*ACTION ITEM:* When you copy the data, keep every line exactly as written and skip the pictures.
= Beginning of Section =
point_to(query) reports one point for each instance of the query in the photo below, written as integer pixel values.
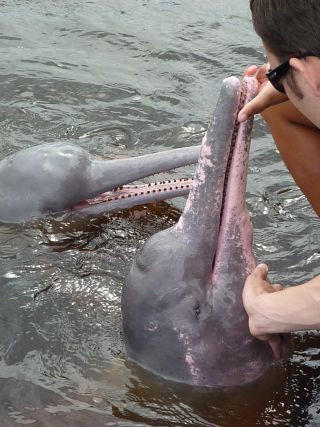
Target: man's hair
(288, 27)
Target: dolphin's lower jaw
(182, 308)
(128, 196)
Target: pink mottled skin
(189, 278)
(235, 209)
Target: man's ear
(310, 72)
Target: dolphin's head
(182, 308)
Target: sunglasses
(274, 76)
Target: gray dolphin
(56, 177)
(183, 316)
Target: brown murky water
(122, 78)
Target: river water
(122, 78)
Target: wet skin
(183, 316)
(57, 177)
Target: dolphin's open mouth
(182, 307)
(136, 194)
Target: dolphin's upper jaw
(233, 207)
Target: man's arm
(272, 309)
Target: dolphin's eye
(196, 310)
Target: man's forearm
(292, 309)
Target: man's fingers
(276, 288)
(253, 107)
(251, 71)
(260, 272)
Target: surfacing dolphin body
(56, 177)
(183, 316)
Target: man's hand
(267, 94)
(254, 292)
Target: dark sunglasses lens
(274, 77)
(279, 86)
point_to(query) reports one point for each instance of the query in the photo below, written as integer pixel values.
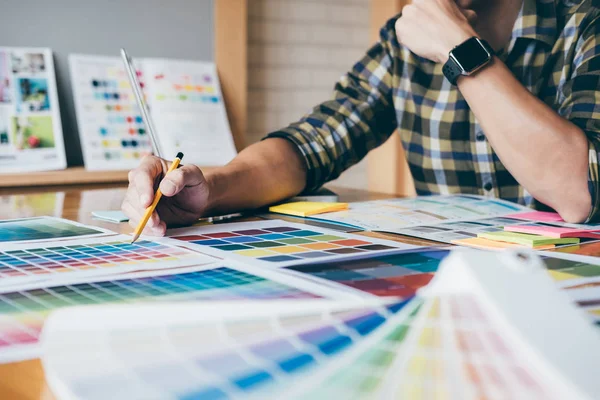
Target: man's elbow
(577, 208)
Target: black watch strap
(452, 70)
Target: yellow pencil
(157, 196)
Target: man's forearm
(262, 174)
(545, 153)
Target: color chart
(44, 228)
(279, 243)
(262, 355)
(111, 129)
(188, 110)
(185, 102)
(76, 259)
(399, 275)
(22, 312)
(396, 214)
(579, 277)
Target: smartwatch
(467, 58)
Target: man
(522, 124)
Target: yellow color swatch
(255, 253)
(486, 244)
(307, 208)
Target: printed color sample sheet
(185, 102)
(44, 228)
(394, 214)
(22, 312)
(31, 137)
(461, 338)
(399, 275)
(279, 243)
(239, 355)
(71, 259)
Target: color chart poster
(185, 102)
(188, 111)
(31, 136)
(112, 133)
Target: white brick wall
(297, 50)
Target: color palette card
(552, 231)
(307, 208)
(393, 215)
(552, 218)
(579, 277)
(23, 312)
(450, 232)
(488, 244)
(278, 243)
(188, 110)
(111, 129)
(396, 275)
(184, 98)
(22, 264)
(264, 352)
(526, 239)
(45, 229)
(31, 137)
(471, 340)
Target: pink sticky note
(539, 216)
(552, 231)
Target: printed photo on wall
(31, 136)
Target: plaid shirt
(554, 52)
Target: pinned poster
(31, 137)
(185, 102)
= End of Section =
*RESPONSE BOX:*
point_to(query) reports one point for each instance of the query in the photo below, written as integer pixel values.
Target: man's hair
(288, 27)
Target: dolphin's lower jaw
(182, 308)
(128, 196)
Target: pink mottled skin
(189, 278)
(235, 209)
Target: man's ear
(310, 72)
Target: dolphin's head
(182, 308)
Target: sunglasses
(274, 76)
Target: gray dolphin
(56, 177)
(183, 316)
Target: brown murky water
(122, 78)
Target: river water
(122, 78)
Target: wet skin
(183, 316)
(57, 177)
Target: dolphin's open mouth
(182, 307)
(136, 194)
Target: dolphin's upper jaw
(233, 207)
Target: man's arm
(272, 309)
Target: dolphin's eye
(196, 310)
Target: man's forearm
(292, 309)
Target: man's fingers
(276, 288)
(253, 107)
(251, 71)
(260, 272)
Target: surfacing dolphin body
(56, 177)
(183, 316)
Target: man's hand
(267, 94)
(254, 292)
Target: dark sunglasses lens
(274, 77)
(279, 86)
point_to(query) reports one point for each instance of the query in the photo below, written as integer pixel values.
Target: man's elbow
(577, 208)
Target: black watch strap
(452, 70)
Target: yellow pencil
(157, 196)
Target: man's forearm
(262, 174)
(545, 153)
Target: color chart
(44, 228)
(279, 243)
(262, 355)
(111, 129)
(188, 110)
(185, 102)
(76, 259)
(399, 275)
(22, 312)
(396, 214)
(579, 277)
Target: smartwatch
(467, 58)
Target: man
(522, 124)
Target: yellow color swatch
(255, 253)
(486, 244)
(307, 208)
Target: printed color sample sheet
(185, 102)
(44, 228)
(394, 214)
(22, 312)
(31, 137)
(461, 338)
(399, 275)
(279, 243)
(239, 355)
(71, 259)
Target: color chart poster
(185, 102)
(188, 111)
(31, 136)
(112, 133)
Target: white brick wall
(297, 50)
Target: color palette card
(552, 231)
(307, 208)
(393, 215)
(552, 218)
(579, 277)
(23, 312)
(450, 232)
(488, 244)
(278, 243)
(188, 110)
(111, 129)
(396, 275)
(184, 98)
(22, 264)
(264, 352)
(526, 239)
(45, 229)
(31, 137)
(471, 340)
Target: pink sticky note
(539, 216)
(552, 231)
Target: printed photo on wall
(31, 136)
Target: plaid shirt
(554, 52)
Target: pinned poster
(31, 137)
(185, 102)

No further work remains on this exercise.